So once somebody gains access to an account, he has literally unlimited attempts to brute-force or guess an encryption password, without the account holder even being notified that somebody is currently trying to hack the account data.

Several things would be really helpful (again, I don’t know what technically is possible):

  1. Show in dashboard when was last login and from which IP
  2. Let me restrict access to satellite dashboard to specific IPs and to deny the rest (for example Tor exit nodes)
  3. Rate limit the number of password attempts, meaning to add increasing waiting time between attempts
  4. Enforce strong encryption passwords. Currently it seems that passphrases with as little as 1 character are possible to use.

This is about logging to the satellite web UI, not about the encryption. As we discussed, that can be done offline. It might help if the attacked can get access to your web password (but not the encryption key).

But at that time, the attacker already have the encrypted data to crack it offline…

That’s technically possible, but not all requests use the dashboard. You can use only API.

Also: checking a database if IP addresses for each request is less performant.

If you afraid about malicious login, it’s not a brute-force crypto problem any more, but good old password based authentication.

Again, this can be done for UI, but not for file encryption, which can be tried offline.

It can be done on UI, but when you just use API, it’s not possible to know how strong was the original password (because the e2e encryption).

So it’s not easy. I think the best thing is what @thepaul recommended: use strong encryption key.

Also, if you want stricter separation of access rights, you can just use separate buckets.

But yeah, there’s a reason storj encourages the use of the automatically generated long passphrases. You won’t see those brute forced any time soon.
______
> Challenge A: Return the part of the account security discussion above starting with "But at that" and going on through "be tried offline.", copied without changes.
> Challenge B: Condense the paragraph of the account security discussion that opens with "So once somebody gains access" into a shorter sentence that keeps its main facts.

> Records:
______
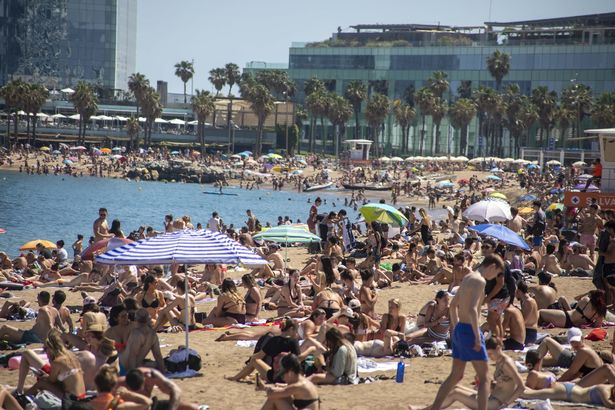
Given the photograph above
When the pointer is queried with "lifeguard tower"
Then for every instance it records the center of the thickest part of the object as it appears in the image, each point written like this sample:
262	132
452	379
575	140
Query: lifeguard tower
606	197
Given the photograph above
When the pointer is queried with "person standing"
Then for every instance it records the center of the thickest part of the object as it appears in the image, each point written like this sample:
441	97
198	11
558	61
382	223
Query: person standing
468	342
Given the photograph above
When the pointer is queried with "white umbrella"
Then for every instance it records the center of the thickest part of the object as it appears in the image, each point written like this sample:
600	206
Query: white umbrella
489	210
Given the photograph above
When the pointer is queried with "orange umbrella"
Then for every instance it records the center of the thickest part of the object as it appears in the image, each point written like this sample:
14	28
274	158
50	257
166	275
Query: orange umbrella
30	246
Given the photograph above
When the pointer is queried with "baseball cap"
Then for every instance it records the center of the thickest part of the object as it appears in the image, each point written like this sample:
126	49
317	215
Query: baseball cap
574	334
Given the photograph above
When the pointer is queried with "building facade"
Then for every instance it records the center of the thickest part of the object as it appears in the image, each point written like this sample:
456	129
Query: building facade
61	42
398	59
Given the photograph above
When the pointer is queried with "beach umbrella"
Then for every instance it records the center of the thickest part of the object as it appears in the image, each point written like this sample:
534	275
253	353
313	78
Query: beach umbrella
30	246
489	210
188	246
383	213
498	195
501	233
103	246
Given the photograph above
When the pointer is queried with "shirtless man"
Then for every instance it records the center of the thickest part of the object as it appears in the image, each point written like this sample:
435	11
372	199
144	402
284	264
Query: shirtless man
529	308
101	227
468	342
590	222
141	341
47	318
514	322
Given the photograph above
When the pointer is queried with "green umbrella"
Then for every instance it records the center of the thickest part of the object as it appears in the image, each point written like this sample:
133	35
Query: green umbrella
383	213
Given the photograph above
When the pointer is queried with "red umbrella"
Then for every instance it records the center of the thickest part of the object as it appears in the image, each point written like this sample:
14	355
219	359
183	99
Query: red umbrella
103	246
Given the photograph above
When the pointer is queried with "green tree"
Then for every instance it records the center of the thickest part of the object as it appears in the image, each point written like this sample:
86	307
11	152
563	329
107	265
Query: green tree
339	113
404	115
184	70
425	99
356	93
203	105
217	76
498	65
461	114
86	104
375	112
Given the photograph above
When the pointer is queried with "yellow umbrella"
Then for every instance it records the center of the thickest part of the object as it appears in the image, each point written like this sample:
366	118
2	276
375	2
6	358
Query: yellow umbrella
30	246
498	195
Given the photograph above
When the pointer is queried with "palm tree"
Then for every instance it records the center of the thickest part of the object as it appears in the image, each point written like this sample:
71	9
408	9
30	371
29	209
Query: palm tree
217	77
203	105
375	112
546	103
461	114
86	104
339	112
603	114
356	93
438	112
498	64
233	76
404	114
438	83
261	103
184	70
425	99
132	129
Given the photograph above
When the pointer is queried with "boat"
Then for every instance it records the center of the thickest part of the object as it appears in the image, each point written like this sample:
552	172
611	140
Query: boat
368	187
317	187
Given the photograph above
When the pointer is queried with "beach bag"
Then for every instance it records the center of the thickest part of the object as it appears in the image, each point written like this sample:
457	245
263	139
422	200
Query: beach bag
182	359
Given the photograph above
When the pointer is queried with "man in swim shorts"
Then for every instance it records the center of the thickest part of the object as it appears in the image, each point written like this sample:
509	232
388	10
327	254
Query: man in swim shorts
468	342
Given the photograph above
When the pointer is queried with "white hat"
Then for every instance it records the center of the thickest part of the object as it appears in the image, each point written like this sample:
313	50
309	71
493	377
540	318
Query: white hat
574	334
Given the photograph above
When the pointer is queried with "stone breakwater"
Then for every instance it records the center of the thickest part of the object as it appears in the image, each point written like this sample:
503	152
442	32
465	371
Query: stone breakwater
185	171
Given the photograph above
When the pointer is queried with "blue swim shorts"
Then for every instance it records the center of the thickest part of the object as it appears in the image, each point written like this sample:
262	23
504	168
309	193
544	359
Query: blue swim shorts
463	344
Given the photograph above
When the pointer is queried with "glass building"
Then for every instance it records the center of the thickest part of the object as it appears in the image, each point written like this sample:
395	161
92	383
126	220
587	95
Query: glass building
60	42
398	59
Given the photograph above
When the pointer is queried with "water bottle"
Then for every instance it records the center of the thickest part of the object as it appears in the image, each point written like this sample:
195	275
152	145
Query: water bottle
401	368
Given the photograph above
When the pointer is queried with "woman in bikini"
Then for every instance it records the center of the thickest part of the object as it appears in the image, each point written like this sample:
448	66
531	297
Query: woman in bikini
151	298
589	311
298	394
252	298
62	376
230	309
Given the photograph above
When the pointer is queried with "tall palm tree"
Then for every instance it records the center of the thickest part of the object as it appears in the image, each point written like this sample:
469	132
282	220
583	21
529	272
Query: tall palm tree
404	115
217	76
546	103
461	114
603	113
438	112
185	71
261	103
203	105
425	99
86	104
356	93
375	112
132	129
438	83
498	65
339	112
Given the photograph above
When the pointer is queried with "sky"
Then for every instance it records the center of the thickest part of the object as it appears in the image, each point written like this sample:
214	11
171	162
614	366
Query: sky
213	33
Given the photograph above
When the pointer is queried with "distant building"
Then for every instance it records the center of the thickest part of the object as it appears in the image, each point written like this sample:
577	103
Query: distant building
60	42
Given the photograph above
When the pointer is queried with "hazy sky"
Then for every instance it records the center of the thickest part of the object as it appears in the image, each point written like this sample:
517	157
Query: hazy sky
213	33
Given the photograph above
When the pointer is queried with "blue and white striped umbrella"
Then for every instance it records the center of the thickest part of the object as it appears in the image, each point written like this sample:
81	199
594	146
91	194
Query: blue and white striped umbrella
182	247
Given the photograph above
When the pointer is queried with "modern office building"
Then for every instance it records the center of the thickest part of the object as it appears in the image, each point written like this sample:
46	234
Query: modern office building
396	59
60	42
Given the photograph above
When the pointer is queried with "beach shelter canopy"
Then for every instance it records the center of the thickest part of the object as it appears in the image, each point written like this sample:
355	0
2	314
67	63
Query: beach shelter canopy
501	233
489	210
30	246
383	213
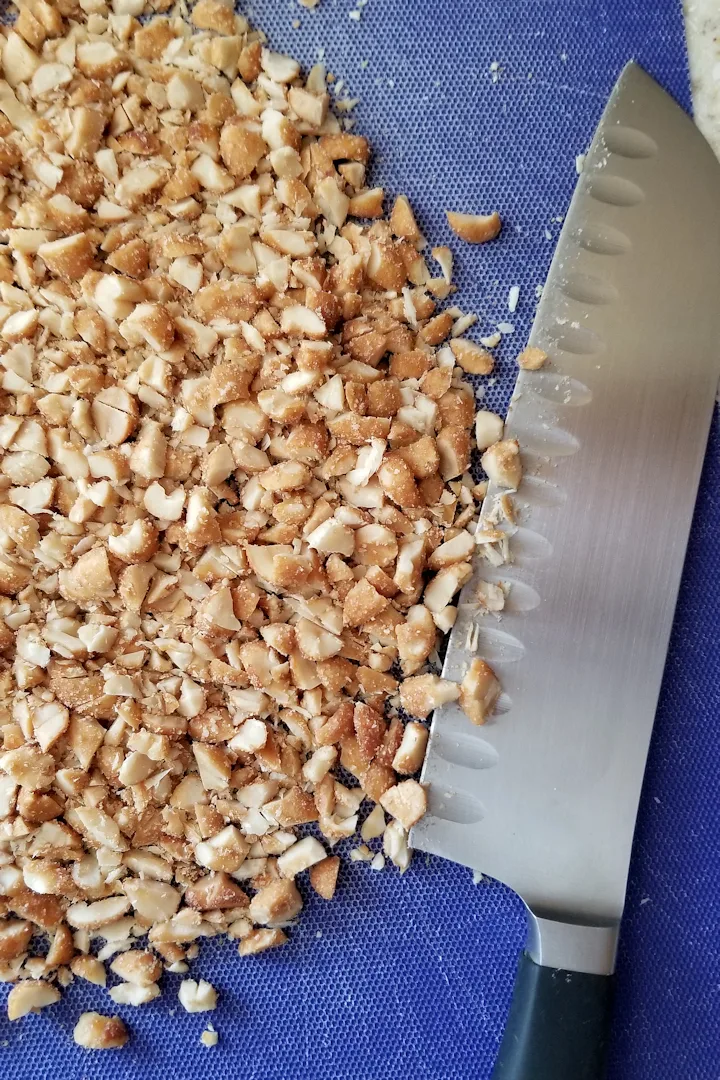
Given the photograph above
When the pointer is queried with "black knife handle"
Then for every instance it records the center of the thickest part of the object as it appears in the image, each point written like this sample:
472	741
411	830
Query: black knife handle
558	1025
______
> Expected output A:
But at that time, the attacker already have the encrypted data to crack it offline…

That’s technically possible, but not all requests use the dashboard. You can use only API.

Also: checking a database if IP addresses for each request is less performant.

If you afraid about malicious login, it’s not a brute-force crypto problem any more, but good old password based authentication.

Again, this can be done for UI, but not for file encryption, which can be tried offline.

> Expected output B: Anyone who gets into an account can try to brute-force or guess the encryption password as many times as they like, and the account holder is not notified.